§ DOCUMENT EXTRACT:
::::
New DNA analysis links a long-standing wartime rumour to genetic evidence
Adolf Hitler attempted to ensure his secrets died with him: after his suicide in a Berlin bunker in April 1945, aides doused his body in petrol and burned it. They could not have anticipated that advances in DNA science, discovered eight years later, might one day be used to test traces of material linked to him.
Eight decades on, forensic and ancient-DNA specialist Professor Turi King and a Channel 4 team produced a two-part documentary, Hitler’s DNA: Blueprint of a Dictator, based on genetic analysis of a faded scrap of patterned fabric the Gettysburg Museum of History says is stained with Hitler’s blood. The museum provided the fragment from its private collection; a forensic team confirmed the sample was human blood, male, and consistent with a 1945 origin.
The breakthrough came when Belgian journalist Jean-Paul Mulders and historian Marc Vermeeren obtained saliva from a known male-line relative of Hitler in Austria. King’s profile, independently confirmed by three tests across two laboratories, produced an exact match — the first time material attributed to Hitler has been authenticated genetically.
::::
§ REQUIRED ACTION 1: In the article on Hitler's DNA, who obtained saliva from a known male-line relative of Hitler in Austria?
§ REQUIRED ACTION 2: Extend the article on Hitler's DNA, picking up after its final sentence.
::::
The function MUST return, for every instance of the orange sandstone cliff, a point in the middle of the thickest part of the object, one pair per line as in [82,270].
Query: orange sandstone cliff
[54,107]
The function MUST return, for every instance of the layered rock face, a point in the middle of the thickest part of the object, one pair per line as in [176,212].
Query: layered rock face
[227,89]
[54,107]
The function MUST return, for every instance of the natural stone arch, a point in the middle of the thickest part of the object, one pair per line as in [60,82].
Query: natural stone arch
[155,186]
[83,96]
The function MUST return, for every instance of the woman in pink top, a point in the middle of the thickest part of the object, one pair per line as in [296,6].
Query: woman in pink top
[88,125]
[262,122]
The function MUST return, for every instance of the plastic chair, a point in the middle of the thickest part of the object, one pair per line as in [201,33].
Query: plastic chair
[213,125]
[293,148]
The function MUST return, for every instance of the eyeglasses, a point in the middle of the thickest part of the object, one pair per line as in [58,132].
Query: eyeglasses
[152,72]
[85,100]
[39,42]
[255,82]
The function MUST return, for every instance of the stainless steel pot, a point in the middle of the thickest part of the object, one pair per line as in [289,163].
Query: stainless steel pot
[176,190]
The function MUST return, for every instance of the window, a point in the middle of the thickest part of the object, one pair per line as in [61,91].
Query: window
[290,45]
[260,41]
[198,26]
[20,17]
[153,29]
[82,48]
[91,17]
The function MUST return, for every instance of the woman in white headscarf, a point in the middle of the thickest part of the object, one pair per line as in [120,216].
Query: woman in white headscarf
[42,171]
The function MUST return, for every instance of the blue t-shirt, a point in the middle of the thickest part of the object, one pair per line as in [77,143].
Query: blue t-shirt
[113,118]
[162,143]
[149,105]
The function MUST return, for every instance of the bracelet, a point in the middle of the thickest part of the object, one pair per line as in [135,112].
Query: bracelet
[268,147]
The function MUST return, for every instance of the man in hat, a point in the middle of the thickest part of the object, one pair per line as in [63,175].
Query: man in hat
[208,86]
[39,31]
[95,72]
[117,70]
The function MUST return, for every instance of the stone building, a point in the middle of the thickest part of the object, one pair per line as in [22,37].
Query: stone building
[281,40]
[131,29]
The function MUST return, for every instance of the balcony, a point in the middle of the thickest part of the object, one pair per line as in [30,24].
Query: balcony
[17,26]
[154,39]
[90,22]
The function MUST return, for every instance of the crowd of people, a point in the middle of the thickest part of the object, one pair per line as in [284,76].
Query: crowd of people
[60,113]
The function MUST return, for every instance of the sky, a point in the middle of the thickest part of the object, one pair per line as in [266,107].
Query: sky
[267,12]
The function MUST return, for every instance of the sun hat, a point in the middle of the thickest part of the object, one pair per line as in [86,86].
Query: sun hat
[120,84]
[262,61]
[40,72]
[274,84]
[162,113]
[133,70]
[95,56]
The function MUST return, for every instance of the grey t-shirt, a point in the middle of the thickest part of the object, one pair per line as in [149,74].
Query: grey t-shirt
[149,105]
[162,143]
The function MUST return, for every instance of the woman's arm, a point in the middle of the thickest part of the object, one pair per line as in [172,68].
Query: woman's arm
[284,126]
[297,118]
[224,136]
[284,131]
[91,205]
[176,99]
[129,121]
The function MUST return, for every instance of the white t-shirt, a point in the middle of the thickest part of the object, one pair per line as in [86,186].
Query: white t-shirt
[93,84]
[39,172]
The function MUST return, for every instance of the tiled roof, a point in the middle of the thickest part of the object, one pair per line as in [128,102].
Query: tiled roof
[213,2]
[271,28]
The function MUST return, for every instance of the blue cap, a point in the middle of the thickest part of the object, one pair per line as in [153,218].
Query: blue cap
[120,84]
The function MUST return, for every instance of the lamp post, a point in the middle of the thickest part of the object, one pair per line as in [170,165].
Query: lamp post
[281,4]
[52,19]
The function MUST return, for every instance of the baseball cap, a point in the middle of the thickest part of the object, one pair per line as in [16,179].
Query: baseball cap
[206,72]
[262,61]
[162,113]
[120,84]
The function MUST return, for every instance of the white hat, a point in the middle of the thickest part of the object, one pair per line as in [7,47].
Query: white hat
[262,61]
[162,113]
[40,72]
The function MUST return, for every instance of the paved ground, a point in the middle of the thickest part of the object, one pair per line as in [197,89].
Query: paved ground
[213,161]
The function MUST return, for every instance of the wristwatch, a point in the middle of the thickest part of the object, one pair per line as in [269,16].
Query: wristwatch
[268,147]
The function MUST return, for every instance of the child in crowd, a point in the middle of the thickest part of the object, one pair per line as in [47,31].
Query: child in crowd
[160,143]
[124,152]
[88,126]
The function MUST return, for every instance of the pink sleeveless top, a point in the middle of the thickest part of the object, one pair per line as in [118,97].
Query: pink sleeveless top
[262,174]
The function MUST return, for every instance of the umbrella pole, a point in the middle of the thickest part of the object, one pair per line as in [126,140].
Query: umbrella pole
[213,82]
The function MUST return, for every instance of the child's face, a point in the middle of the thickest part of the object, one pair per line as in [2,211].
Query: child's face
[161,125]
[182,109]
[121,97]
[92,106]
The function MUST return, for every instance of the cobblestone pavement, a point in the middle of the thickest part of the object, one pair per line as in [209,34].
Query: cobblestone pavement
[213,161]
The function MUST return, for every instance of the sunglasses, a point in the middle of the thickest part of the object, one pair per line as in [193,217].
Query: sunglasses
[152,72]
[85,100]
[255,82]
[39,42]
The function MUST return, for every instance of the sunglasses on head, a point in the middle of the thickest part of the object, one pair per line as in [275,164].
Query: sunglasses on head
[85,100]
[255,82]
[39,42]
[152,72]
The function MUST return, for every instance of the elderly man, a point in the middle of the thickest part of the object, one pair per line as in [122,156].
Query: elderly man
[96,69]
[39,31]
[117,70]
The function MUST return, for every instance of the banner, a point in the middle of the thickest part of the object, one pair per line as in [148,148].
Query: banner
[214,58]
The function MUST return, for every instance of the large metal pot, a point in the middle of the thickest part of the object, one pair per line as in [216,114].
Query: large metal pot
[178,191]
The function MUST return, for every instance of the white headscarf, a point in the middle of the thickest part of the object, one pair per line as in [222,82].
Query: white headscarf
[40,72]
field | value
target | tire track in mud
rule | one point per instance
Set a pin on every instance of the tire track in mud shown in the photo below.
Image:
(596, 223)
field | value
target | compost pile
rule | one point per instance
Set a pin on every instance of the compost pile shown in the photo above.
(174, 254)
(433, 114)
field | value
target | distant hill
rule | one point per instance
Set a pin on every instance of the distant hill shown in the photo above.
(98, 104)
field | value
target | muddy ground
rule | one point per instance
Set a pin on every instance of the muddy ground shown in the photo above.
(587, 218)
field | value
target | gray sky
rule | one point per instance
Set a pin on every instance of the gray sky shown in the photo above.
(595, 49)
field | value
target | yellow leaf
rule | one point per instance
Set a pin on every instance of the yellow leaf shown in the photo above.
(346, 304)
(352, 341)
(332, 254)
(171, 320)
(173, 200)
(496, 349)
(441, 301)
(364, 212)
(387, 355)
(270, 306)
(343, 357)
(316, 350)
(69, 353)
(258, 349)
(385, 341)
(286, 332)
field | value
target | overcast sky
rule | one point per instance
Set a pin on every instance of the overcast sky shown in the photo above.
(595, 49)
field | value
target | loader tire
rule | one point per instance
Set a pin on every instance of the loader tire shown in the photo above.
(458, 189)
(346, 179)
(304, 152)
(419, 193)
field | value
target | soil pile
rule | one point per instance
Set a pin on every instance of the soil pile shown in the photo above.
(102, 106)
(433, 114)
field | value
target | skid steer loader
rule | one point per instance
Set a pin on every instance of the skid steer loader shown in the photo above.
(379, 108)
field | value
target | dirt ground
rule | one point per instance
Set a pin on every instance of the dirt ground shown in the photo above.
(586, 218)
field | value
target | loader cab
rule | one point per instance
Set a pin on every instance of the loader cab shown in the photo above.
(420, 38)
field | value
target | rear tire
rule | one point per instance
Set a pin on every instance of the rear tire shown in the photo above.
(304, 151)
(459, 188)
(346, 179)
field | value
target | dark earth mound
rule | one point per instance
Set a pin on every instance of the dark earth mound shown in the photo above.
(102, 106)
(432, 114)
::::
§ EXERCISE ANSWER 1: Belgian journalist Jean-Paul Mulders and historian Marc Vermeeren.

§ EXERCISE ANSWER 2:
From that authenticated DNA, the researchers calculated multiple polygenic scores — statistical estimates that compare an individual’s genetic markers with large population datasets to gauge predispositions for certain traits or conditions. The documentary highlights several findings and, importantly, stresses their limits.
Key genetic findings
The most headline-grabbing result is a deletion in the PROK2 gene, a mutation strongly associated with Kallmann syndrome. Kallmann can cause undescended testes (cryptorchidism), lower testosterone, reduced sexual desire and, in some cases, a smaller penis. A 1923 medical note, rediscovered in 2015, claimed Hitler had an undescended right testicle; the PROK2 deletion lends biological weight to that historical report and to the origin of the wartime ditty "Hitler Has Only Got One Ball."
Other polygenic scores reported in the film place Hitler in the top decile for genetic propensity toward antisocial behaviour (a proxy sometimes used for psychopathy), in the top one per cent for autism-related markers, and with elevated scores for ADHD and schizophrenia risk. The producers and experts repeatedly caution that these scores indicate statistical predispositions, not diagnoses, and that genetic risk captures only part of any condition’s overall likelihood.
Historical and ethical context
Historian Dr Alex J. Kay — who contributed to the programme — says one useful result is that the matched DNA supports the male-line family tree and weakens a decades-old rumour that Hitler had recent Jewish ancestry. The allegation dates to the 1920s and was even reiterated by public figures as recently as 2022; the genetic match aligns with the genealogy the Nazis themselves produced to refute the claim.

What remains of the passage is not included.